> _Instruction_
Rewrite the entries that open with the line containing "[point] at the fallen" and close with the line containing "(1060, 855)", replacing "leaf" with "oak leaf" and leaving everything else as it stands.

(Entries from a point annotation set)
++++++
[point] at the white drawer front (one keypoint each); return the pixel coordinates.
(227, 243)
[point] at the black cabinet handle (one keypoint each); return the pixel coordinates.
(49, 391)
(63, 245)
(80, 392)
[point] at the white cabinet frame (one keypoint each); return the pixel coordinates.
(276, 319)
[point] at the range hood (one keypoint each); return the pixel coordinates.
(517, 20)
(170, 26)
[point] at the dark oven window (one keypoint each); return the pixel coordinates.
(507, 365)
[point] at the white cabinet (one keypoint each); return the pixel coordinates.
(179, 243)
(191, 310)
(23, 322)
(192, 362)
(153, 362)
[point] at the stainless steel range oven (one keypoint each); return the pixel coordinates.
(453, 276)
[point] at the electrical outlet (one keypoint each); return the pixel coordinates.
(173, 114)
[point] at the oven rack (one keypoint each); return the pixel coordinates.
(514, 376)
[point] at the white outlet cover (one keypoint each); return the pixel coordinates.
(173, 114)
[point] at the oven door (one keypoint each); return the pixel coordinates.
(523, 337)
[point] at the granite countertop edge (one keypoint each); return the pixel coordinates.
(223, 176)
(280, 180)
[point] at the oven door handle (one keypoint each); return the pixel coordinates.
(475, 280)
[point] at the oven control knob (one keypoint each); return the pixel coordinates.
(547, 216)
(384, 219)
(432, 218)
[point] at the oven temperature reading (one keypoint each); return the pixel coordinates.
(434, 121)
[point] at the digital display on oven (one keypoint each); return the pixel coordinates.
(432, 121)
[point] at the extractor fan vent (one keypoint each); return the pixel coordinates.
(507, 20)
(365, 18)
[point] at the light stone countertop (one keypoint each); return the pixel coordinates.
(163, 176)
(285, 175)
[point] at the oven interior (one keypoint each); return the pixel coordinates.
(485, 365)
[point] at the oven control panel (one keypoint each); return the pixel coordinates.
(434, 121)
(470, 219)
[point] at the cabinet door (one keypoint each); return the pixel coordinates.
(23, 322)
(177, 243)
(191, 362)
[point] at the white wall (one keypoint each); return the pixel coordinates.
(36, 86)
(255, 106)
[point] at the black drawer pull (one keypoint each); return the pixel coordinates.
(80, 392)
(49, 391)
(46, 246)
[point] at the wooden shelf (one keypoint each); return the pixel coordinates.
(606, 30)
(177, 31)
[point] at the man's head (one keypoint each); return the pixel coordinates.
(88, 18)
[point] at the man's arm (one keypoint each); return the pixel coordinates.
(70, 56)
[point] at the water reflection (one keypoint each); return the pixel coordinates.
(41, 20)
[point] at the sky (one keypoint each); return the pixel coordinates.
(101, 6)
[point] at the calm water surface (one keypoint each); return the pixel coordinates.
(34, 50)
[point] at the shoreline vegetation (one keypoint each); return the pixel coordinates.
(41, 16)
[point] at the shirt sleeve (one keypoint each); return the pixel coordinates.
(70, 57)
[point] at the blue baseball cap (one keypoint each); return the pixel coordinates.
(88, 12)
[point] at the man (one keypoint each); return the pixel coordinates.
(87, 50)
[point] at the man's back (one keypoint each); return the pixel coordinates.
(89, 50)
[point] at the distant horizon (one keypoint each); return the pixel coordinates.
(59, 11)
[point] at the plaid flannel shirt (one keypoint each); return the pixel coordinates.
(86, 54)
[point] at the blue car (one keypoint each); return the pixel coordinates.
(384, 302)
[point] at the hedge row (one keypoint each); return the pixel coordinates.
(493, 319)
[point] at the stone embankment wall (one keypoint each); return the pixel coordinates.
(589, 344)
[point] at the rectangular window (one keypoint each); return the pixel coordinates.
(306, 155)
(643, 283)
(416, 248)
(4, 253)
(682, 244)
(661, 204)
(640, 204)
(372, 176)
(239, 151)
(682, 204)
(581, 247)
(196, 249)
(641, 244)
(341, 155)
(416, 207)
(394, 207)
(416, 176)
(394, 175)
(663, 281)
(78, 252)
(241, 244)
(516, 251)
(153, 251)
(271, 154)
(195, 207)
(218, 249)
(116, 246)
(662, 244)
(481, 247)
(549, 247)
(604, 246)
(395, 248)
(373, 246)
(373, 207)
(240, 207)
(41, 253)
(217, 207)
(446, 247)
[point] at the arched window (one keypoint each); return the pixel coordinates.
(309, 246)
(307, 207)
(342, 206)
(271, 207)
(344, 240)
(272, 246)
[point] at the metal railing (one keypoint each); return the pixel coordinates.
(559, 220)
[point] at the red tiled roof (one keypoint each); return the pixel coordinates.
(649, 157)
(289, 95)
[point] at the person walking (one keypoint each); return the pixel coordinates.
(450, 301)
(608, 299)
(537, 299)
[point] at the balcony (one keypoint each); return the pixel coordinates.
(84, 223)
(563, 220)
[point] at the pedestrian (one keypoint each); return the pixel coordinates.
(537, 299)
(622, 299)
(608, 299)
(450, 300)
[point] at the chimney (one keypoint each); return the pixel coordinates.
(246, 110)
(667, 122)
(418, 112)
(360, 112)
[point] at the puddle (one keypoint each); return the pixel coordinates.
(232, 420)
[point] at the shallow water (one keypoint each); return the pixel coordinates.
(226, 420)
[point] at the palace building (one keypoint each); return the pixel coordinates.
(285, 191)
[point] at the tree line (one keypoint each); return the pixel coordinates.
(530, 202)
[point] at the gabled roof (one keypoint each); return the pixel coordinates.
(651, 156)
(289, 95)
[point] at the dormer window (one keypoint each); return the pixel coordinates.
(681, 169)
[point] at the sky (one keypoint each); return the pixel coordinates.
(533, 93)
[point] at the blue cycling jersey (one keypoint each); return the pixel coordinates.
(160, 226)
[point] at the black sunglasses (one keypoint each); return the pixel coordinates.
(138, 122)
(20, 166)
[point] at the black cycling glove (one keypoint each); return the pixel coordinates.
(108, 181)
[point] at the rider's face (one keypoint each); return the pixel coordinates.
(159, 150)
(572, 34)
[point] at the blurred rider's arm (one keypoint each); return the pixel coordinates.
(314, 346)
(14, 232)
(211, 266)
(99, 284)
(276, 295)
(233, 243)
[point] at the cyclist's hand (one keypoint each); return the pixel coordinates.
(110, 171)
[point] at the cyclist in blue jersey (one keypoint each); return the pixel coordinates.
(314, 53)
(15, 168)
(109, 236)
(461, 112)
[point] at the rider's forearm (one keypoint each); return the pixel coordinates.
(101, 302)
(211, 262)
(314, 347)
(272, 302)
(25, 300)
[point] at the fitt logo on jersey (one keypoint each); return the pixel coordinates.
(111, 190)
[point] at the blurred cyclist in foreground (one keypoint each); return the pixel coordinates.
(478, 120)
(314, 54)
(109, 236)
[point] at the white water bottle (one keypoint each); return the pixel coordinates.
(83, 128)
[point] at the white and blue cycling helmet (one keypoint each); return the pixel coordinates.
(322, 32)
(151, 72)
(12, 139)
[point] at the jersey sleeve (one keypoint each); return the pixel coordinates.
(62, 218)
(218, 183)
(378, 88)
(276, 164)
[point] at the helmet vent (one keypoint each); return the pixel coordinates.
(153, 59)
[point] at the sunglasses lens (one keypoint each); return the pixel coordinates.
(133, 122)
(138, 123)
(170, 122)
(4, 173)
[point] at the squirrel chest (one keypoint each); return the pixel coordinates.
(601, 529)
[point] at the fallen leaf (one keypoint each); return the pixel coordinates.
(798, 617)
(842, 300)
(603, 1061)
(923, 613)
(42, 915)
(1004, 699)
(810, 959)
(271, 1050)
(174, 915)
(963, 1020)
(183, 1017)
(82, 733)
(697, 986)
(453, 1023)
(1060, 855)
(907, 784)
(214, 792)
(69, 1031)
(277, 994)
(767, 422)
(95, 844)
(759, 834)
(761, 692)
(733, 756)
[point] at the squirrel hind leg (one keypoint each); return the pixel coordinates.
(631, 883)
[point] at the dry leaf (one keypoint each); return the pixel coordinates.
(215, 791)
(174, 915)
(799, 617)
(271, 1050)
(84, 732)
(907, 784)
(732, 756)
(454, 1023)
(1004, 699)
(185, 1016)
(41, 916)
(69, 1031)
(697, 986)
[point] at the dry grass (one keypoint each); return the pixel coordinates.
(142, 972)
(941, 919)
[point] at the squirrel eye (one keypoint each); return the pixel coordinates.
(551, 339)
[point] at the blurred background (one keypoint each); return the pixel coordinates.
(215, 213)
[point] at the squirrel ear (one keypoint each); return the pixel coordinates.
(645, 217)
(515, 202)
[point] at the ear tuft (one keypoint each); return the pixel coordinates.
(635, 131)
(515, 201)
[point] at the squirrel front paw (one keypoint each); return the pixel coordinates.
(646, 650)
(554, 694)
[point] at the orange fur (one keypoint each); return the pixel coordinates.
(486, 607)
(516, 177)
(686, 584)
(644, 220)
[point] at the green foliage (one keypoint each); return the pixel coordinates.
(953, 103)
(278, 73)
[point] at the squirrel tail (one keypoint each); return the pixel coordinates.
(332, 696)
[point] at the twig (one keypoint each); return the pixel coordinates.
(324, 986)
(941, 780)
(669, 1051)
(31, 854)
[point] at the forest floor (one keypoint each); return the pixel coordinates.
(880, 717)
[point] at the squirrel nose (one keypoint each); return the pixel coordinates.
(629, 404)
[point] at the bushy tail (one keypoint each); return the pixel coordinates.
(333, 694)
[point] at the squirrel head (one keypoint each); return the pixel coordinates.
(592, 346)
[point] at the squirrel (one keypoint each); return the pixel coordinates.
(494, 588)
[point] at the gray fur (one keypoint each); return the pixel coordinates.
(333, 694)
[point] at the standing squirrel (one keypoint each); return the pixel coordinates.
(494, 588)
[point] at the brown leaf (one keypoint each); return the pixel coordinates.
++++++
> _Answer to the problem_
[point] at the fallen oak leaf (one keypoint each); return the pixel coordinates.
(798, 617)
(842, 300)
(603, 1061)
(923, 613)
(42, 915)
(1004, 699)
(810, 959)
(271, 1050)
(174, 915)
(963, 1020)
(183, 1017)
(82, 733)
(697, 986)
(453, 1023)
(1060, 855)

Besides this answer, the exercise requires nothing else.